■ EXERCISE REQUIREMENTS ■
Count the lines in the data below that contain the string "inside", treating uppercase and lowercase as different, and reply with the number alone.

-=-=-=-=-

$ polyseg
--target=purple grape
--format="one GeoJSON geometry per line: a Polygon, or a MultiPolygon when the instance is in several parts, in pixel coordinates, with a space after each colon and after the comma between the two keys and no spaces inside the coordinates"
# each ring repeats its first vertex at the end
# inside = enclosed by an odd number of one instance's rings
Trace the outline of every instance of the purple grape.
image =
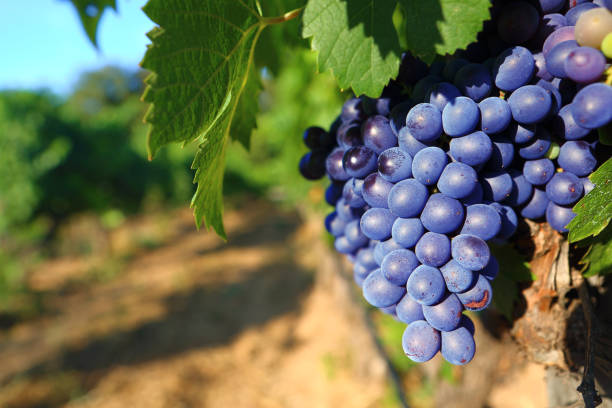
{"type": "Polygon", "coordinates": [[[412,157],[399,147],[387,149],[378,156],[378,173],[391,183],[410,178],[412,157]]]}
{"type": "Polygon", "coordinates": [[[454,138],[450,142],[451,156],[458,162],[470,166],[479,166],[486,163],[492,153],[491,139],[486,133],[479,130],[467,136],[454,138]]]}
{"type": "Polygon", "coordinates": [[[386,241],[381,241],[378,242],[375,246],[374,246],[374,260],[376,261],[377,265],[382,265],[382,261],[383,259],[385,259],[385,256],[387,256],[388,253],[390,253],[391,251],[395,251],[396,249],[404,249],[400,244],[398,244],[397,242],[395,242],[393,240],[393,238],[389,238],[386,241]]]}
{"type": "Polygon", "coordinates": [[[546,222],[559,232],[567,232],[567,224],[576,216],[570,207],[562,207],[553,203],[548,203],[546,207],[546,222]]]}
{"type": "Polygon", "coordinates": [[[497,262],[497,258],[491,255],[491,258],[489,259],[489,263],[487,264],[487,266],[485,266],[485,268],[482,271],[480,271],[480,274],[484,276],[485,278],[487,278],[488,280],[492,281],[493,279],[497,277],[498,273],[499,273],[499,262],[497,262]]]}
{"type": "Polygon", "coordinates": [[[572,173],[556,173],[546,184],[546,196],[558,205],[574,204],[582,196],[582,182],[572,173]]]}
{"type": "Polygon", "coordinates": [[[440,350],[446,361],[455,365],[465,365],[472,361],[476,343],[468,327],[461,325],[455,330],[442,332],[441,337],[440,350]]]}
{"type": "Polygon", "coordinates": [[[406,126],[406,116],[408,116],[408,112],[410,112],[413,105],[412,101],[408,100],[395,105],[391,110],[389,115],[389,126],[395,136],[399,137],[400,129],[406,126]]]}
{"type": "Polygon", "coordinates": [[[365,268],[369,270],[374,270],[378,267],[376,260],[374,259],[374,249],[373,248],[362,248],[357,251],[357,259],[355,263],[359,263],[363,265],[365,268]]]}
{"type": "Polygon", "coordinates": [[[406,127],[418,141],[431,143],[442,134],[442,113],[431,103],[419,103],[408,112],[406,127]]]}
{"type": "Polygon", "coordinates": [[[565,105],[559,110],[557,116],[553,120],[553,129],[556,134],[563,135],[565,140],[578,140],[582,139],[591,131],[590,129],[583,128],[574,121],[572,115],[572,105],[565,105]]]}
{"type": "Polygon", "coordinates": [[[485,200],[500,202],[512,192],[512,177],[505,171],[483,173],[481,185],[485,200]]]}
{"type": "Polygon", "coordinates": [[[606,58],[601,51],[591,47],[578,47],[572,50],[564,63],[566,75],[583,84],[597,81],[605,69],[606,58]]]}
{"type": "Polygon", "coordinates": [[[351,207],[361,208],[366,205],[366,202],[361,195],[363,188],[363,180],[352,178],[349,179],[342,189],[342,198],[351,207]]]}
{"type": "Polygon", "coordinates": [[[464,268],[459,262],[451,259],[440,268],[446,288],[451,292],[465,292],[476,282],[477,273],[464,268]]]}
{"type": "Polygon", "coordinates": [[[541,127],[538,129],[537,137],[519,149],[519,156],[526,160],[542,158],[548,153],[550,144],[550,134],[541,127]]]}
{"type": "Polygon", "coordinates": [[[438,190],[452,198],[464,198],[474,191],[477,184],[478,175],[473,168],[463,163],[449,163],[438,180],[438,190]]]}
{"type": "Polygon", "coordinates": [[[398,218],[393,223],[391,236],[401,246],[412,248],[425,233],[425,228],[418,218],[398,218]]]}
{"type": "Polygon", "coordinates": [[[391,306],[406,294],[406,289],[385,279],[380,269],[376,269],[368,275],[363,281],[362,288],[365,300],[376,307],[391,306]]]}
{"type": "Polygon", "coordinates": [[[396,218],[386,208],[370,208],[361,216],[361,231],[370,239],[387,239],[396,218]]]}
{"type": "Polygon", "coordinates": [[[510,95],[508,105],[514,120],[529,125],[546,119],[552,107],[552,100],[543,88],[525,85],[510,95]]]}
{"type": "Polygon", "coordinates": [[[612,87],[601,83],[587,85],[576,94],[571,106],[579,126],[602,127],[612,120],[612,87]]]}
{"type": "Polygon", "coordinates": [[[501,225],[501,217],[495,208],[487,204],[473,204],[466,209],[461,234],[475,235],[488,241],[499,233],[501,225]]]}
{"type": "Polygon", "coordinates": [[[402,300],[397,303],[395,313],[397,314],[397,318],[406,324],[410,324],[417,320],[425,320],[425,316],[423,316],[423,306],[412,299],[408,294],[404,295],[402,300]]]}
{"type": "Polygon", "coordinates": [[[500,133],[506,130],[512,121],[512,111],[508,102],[496,96],[485,98],[478,104],[480,109],[480,128],[486,134],[500,133]]]}
{"type": "Polygon", "coordinates": [[[440,332],[424,320],[410,323],[402,335],[404,354],[412,361],[424,363],[440,351],[440,332]]]}
{"type": "Polygon", "coordinates": [[[433,194],[421,213],[423,226],[431,232],[448,234],[463,223],[463,205],[444,194],[433,194]]]}
{"type": "Polygon", "coordinates": [[[450,259],[450,240],[444,234],[426,232],[417,242],[414,252],[423,265],[439,267],[450,259]]]}
{"type": "Polygon", "coordinates": [[[541,186],[555,174],[555,165],[548,159],[527,160],[523,165],[525,179],[534,186],[541,186]]]}
{"type": "Polygon", "coordinates": [[[563,170],[578,177],[588,176],[597,166],[597,159],[593,156],[591,147],[582,140],[563,143],[557,162],[563,170]]]}
{"type": "Polygon", "coordinates": [[[535,68],[533,55],[525,47],[508,48],[501,53],[493,65],[495,86],[503,91],[514,91],[526,85],[535,68]]]}
{"type": "Polygon", "coordinates": [[[407,179],[400,181],[391,188],[387,203],[393,214],[398,217],[409,218],[417,217],[421,213],[428,198],[427,187],[415,179],[407,179]]]}
{"type": "Polygon", "coordinates": [[[342,166],[343,157],[344,149],[341,147],[334,149],[329,156],[327,156],[325,168],[327,169],[327,174],[332,180],[346,181],[350,178],[346,171],[344,171],[344,166],[342,166]]]}
{"type": "Polygon", "coordinates": [[[378,173],[372,173],[363,181],[361,195],[370,207],[387,208],[387,200],[393,183],[389,183],[378,173]]]}
{"type": "Polygon", "coordinates": [[[414,252],[408,249],[396,249],[383,258],[380,270],[389,282],[397,286],[404,286],[417,266],[419,266],[419,261],[414,252]]]}
{"type": "Polygon", "coordinates": [[[478,126],[480,110],[476,102],[465,96],[449,102],[442,112],[444,133],[451,137],[463,136],[478,126]]]}
{"type": "Polygon", "coordinates": [[[476,235],[460,234],[451,241],[453,259],[464,268],[479,271],[489,263],[491,252],[485,241],[476,235]]]}
{"type": "Polygon", "coordinates": [[[565,60],[569,54],[578,48],[578,43],[574,40],[560,42],[546,54],[546,70],[557,78],[565,78],[565,60]]]}
{"type": "Polygon", "coordinates": [[[534,188],[531,199],[521,210],[521,216],[524,218],[529,218],[530,220],[542,218],[546,213],[548,201],[548,197],[546,197],[546,193],[544,191],[534,188]]]}
{"type": "Polygon", "coordinates": [[[439,147],[426,147],[413,156],[412,175],[421,184],[434,185],[438,182],[446,163],[448,157],[444,150],[439,147]]]}
{"type": "Polygon", "coordinates": [[[463,305],[454,293],[447,293],[442,301],[431,306],[423,306],[423,316],[434,329],[442,332],[454,330],[463,316],[463,305]]]}
{"type": "Polygon", "coordinates": [[[408,294],[420,304],[433,305],[444,296],[446,284],[438,269],[421,265],[410,274],[406,289],[408,294]]]}
{"type": "Polygon", "coordinates": [[[461,199],[461,202],[465,205],[479,204],[482,203],[482,198],[484,197],[484,191],[482,190],[482,185],[480,183],[476,183],[474,190],[466,197],[461,199]]]}
{"type": "Polygon", "coordinates": [[[408,131],[407,127],[400,129],[397,139],[400,149],[408,152],[413,158],[419,151],[431,146],[430,144],[421,143],[416,140],[410,131],[408,131]]]}
{"type": "Polygon", "coordinates": [[[582,185],[584,186],[584,195],[589,194],[595,188],[595,184],[593,184],[588,177],[582,177],[580,181],[582,181],[582,185]]]}
{"type": "Polygon", "coordinates": [[[524,144],[533,140],[536,130],[536,125],[521,125],[517,122],[511,122],[505,135],[516,144],[524,144]]]}
{"type": "Polygon", "coordinates": [[[397,137],[391,130],[389,119],[376,115],[368,118],[363,125],[363,144],[376,153],[397,145],[397,137]]]}
{"type": "Polygon", "coordinates": [[[342,164],[349,176],[364,178],[376,170],[376,159],[376,153],[366,146],[355,146],[344,153],[342,164]]]}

-=-=-=-=-

■ ANSWER FOR THIS EXERCISE ■
2